*** Begin section ***

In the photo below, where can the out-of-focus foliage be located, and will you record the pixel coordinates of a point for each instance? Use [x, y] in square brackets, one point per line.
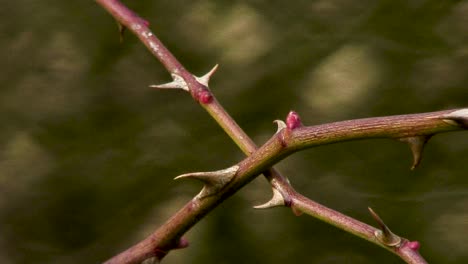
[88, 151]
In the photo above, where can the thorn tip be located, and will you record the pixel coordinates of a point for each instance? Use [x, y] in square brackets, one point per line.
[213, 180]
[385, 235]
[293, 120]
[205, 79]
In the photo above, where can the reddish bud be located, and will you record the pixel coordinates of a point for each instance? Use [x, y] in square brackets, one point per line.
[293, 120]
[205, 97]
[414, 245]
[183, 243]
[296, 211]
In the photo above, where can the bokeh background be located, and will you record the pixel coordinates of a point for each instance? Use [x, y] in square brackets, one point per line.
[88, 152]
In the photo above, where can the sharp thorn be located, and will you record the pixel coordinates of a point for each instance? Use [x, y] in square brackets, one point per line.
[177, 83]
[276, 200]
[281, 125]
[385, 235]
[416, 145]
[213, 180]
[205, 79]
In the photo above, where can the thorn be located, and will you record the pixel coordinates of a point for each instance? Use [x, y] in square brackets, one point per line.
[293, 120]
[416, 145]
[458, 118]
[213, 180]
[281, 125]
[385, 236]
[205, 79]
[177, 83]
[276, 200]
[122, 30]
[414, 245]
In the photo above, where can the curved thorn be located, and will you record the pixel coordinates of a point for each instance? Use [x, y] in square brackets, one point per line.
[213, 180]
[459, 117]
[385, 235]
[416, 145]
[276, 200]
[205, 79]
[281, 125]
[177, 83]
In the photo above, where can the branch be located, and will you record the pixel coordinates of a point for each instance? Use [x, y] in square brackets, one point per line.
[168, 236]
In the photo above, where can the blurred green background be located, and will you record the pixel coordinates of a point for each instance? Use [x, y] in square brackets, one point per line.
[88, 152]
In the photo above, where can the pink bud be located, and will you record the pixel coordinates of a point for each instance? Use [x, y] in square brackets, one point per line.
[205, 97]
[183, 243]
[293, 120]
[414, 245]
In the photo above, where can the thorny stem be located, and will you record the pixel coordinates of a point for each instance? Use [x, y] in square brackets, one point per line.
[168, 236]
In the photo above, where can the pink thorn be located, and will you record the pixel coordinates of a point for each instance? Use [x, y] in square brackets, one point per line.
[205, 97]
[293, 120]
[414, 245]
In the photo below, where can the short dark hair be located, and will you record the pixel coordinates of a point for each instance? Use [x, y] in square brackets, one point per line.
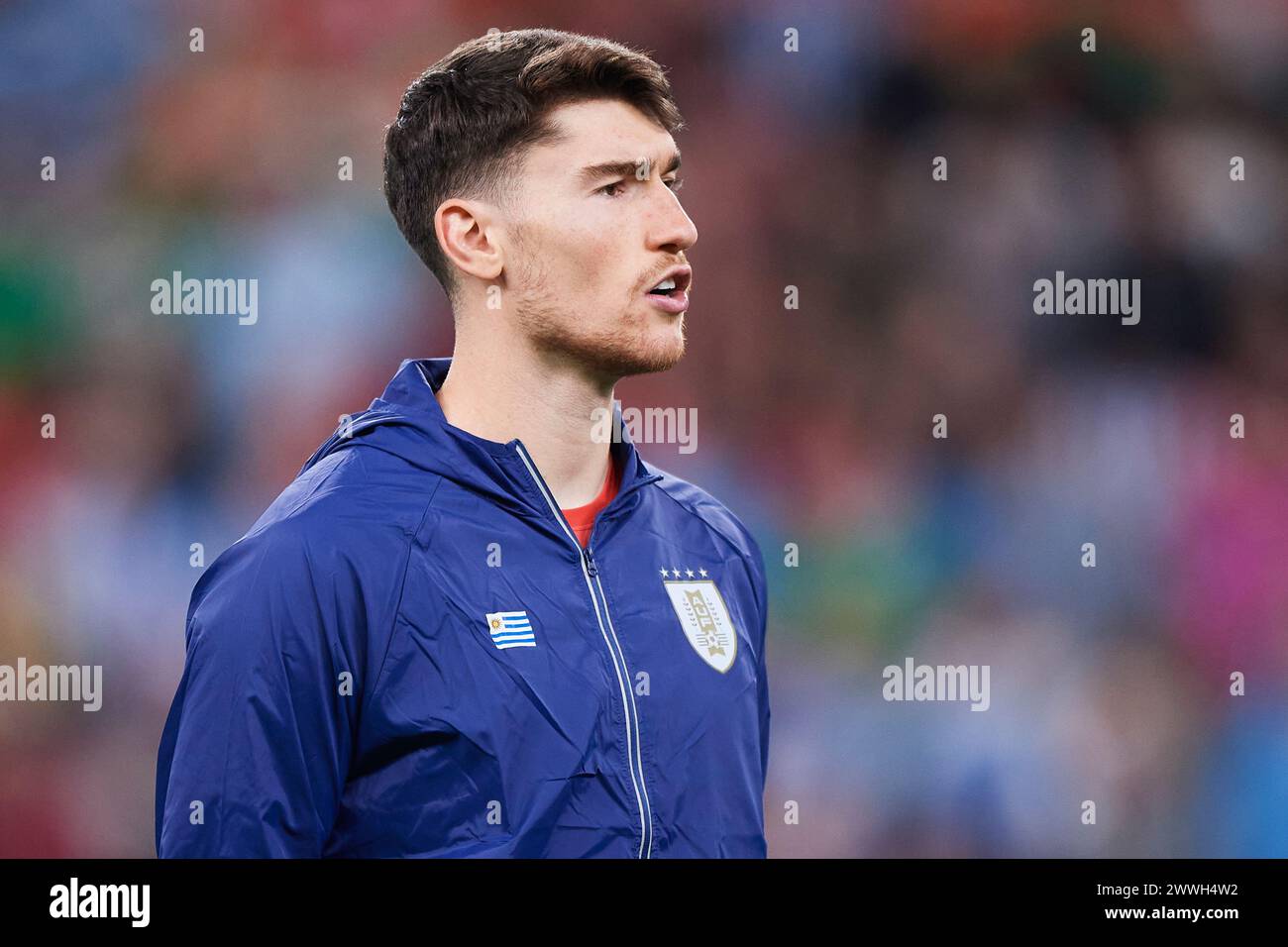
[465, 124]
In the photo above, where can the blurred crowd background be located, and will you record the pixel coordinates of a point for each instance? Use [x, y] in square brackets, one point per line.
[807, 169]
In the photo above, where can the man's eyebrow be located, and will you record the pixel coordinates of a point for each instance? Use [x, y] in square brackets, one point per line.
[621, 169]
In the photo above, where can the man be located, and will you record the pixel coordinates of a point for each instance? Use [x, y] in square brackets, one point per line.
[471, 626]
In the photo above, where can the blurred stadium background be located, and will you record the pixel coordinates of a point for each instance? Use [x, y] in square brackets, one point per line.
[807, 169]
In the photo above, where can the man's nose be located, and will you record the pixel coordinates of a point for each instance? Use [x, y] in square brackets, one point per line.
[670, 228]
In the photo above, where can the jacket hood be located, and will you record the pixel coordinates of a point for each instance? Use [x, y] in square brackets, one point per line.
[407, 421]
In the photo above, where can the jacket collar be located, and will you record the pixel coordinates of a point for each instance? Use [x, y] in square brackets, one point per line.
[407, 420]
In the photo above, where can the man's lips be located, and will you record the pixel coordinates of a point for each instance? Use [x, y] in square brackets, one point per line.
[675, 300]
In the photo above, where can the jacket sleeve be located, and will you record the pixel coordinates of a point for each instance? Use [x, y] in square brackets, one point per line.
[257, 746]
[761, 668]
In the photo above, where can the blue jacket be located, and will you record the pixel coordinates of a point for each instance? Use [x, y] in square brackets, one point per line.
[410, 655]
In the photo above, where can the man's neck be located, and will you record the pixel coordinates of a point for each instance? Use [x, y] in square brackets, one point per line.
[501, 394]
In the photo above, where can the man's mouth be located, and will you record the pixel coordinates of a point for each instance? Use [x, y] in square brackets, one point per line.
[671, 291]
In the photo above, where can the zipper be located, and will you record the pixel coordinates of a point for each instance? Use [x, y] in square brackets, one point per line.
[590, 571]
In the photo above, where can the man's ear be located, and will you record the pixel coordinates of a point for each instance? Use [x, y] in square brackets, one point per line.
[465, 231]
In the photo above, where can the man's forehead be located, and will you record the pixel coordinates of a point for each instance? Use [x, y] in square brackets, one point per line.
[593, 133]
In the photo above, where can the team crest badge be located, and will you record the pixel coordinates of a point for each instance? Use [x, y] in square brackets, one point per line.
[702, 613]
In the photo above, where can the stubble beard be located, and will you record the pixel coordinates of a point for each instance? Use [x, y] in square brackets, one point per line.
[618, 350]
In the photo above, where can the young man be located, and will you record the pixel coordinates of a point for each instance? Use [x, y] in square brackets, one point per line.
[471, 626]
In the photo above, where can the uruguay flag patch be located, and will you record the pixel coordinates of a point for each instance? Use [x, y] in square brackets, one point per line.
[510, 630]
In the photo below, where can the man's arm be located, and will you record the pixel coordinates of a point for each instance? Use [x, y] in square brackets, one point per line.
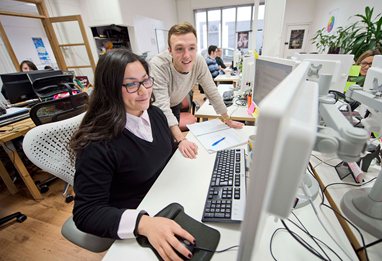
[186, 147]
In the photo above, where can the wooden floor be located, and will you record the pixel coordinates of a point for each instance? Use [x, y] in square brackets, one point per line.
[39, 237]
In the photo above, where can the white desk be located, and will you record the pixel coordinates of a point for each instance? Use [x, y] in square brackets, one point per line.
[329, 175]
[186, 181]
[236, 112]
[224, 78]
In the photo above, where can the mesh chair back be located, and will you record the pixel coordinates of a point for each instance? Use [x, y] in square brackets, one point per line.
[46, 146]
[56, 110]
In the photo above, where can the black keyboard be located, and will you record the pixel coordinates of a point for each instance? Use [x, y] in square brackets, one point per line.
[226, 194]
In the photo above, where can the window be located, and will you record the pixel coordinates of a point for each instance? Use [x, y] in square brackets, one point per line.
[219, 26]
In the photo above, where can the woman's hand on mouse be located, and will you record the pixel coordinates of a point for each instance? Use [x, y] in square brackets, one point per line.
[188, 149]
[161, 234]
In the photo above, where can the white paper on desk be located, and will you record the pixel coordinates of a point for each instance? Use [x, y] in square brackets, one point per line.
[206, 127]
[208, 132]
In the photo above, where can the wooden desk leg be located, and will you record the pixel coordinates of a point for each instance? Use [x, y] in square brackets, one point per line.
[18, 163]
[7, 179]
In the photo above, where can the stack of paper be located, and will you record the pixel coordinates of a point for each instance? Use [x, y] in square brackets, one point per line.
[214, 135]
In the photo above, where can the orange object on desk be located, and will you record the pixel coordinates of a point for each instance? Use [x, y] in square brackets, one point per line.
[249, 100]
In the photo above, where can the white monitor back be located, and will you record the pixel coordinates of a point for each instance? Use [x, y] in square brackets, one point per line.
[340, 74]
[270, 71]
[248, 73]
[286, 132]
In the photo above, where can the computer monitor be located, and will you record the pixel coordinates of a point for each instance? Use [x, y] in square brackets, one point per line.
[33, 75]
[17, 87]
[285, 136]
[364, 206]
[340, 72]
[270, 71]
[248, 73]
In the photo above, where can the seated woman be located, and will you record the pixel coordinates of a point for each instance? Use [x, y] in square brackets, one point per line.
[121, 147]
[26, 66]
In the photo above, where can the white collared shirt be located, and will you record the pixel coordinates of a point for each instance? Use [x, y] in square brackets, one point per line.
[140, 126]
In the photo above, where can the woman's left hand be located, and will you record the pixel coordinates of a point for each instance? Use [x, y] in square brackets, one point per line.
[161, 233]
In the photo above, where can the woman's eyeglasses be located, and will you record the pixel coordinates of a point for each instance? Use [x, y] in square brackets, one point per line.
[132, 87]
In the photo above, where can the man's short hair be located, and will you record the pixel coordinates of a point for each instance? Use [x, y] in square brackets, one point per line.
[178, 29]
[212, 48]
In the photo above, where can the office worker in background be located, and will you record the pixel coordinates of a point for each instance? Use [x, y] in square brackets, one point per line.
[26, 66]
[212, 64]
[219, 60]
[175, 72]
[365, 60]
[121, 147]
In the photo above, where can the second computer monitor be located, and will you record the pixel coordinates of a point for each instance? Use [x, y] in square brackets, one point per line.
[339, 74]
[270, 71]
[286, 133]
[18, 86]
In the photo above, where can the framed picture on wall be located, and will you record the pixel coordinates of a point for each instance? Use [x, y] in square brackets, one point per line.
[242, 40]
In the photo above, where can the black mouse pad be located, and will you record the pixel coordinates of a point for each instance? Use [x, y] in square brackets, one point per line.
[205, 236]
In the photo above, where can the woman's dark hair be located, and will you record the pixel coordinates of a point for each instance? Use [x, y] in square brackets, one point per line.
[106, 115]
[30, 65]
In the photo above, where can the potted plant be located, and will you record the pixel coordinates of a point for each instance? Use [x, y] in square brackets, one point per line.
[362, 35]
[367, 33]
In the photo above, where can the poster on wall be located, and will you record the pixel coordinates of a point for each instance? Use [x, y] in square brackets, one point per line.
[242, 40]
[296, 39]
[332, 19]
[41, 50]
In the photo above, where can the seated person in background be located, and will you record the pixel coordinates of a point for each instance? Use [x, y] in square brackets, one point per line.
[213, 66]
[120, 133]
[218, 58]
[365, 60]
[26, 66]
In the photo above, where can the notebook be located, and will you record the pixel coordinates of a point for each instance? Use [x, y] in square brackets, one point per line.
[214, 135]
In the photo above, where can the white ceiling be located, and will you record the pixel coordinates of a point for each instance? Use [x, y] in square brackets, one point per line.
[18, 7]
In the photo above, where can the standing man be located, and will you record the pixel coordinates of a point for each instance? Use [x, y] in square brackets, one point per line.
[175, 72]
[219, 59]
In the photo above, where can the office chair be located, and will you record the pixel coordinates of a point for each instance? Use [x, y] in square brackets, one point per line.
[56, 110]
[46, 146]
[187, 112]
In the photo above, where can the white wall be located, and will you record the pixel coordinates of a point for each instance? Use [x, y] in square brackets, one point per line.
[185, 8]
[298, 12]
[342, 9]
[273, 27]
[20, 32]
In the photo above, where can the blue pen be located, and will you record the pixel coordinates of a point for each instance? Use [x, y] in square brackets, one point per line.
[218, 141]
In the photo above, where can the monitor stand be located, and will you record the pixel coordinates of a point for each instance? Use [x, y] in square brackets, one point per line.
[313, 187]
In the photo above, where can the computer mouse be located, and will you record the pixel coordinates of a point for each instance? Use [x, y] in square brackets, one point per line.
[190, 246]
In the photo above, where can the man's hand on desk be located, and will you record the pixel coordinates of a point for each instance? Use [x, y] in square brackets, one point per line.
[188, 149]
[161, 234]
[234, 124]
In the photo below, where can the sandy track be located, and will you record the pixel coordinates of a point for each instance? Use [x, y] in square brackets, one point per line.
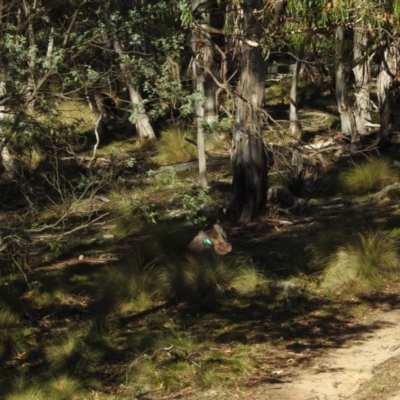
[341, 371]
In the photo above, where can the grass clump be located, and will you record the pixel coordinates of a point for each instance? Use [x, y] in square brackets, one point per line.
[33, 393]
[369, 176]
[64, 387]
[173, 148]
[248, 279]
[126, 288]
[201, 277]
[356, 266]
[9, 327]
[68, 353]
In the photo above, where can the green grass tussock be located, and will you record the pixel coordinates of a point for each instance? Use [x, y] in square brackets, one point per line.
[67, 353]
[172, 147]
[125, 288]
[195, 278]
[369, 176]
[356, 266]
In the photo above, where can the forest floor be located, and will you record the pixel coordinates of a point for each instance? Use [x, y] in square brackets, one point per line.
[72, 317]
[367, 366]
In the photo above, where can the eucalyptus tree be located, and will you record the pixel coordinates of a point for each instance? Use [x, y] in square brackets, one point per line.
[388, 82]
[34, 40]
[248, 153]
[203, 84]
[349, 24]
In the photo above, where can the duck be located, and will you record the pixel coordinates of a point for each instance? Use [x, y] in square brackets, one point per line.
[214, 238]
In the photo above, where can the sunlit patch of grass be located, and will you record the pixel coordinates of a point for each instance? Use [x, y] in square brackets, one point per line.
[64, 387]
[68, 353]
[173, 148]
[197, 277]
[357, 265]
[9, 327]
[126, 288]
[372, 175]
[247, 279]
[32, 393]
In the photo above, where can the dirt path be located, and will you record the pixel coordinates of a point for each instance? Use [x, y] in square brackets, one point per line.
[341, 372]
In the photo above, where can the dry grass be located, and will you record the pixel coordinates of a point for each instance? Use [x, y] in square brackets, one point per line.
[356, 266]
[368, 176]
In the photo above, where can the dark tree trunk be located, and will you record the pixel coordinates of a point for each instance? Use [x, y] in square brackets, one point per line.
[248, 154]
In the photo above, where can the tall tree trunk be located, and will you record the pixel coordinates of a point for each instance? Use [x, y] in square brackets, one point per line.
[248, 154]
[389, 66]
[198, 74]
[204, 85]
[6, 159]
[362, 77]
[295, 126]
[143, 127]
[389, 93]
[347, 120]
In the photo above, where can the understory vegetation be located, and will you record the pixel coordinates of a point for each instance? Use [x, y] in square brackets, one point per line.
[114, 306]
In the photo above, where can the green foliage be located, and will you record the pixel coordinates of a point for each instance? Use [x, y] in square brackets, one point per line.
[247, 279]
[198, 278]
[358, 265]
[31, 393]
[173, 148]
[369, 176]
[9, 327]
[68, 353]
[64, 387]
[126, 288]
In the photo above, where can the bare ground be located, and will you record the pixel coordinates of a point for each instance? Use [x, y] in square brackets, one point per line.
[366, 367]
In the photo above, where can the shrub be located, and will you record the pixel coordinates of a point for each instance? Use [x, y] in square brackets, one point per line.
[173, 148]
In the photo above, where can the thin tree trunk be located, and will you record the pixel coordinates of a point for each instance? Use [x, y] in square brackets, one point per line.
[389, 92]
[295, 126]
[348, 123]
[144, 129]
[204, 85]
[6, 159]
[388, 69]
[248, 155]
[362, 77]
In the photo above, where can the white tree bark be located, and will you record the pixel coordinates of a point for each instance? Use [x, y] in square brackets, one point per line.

*** End section ***

- **Exercise description**: Beginning at the line that contains "In the photo above, where can the green foliage", retype each line of the listing up to and including the last one, exactly as it stands, and nothing else.

- **Task solution**:
In the photo above, where can the green foliage be located, and will you record the pixel coordinates of a point for each instance? Use [x, y] in square brackets, one point per line.
[247, 279]
[198, 278]
[358, 265]
[31, 393]
[173, 148]
[369, 176]
[9, 327]
[68, 353]
[64, 387]
[126, 288]
In the photo above, where can the bare ground be located, and will you record the pixel coordinates of a point for each instance? Use [x, y] in square brackets, one point per line.
[366, 367]
In the photo above, where can the shrub be located, and will you record the pixel coordinates of a point for each instance? Use [x, y] in square brackets, one point per line.
[173, 148]
In the photo above, where can the thin tree trunk be located, and will you record the pixel coordinates of a point for each instance? Use [x, y] in square brackets, one point per line.
[389, 92]
[295, 126]
[348, 123]
[144, 129]
[204, 85]
[6, 159]
[388, 69]
[248, 155]
[362, 77]
In the photo above, where can the white tree bark be located, and will you record the pixel coordinates of a point for each instance? Use [x, y] in square brackets, one point per line.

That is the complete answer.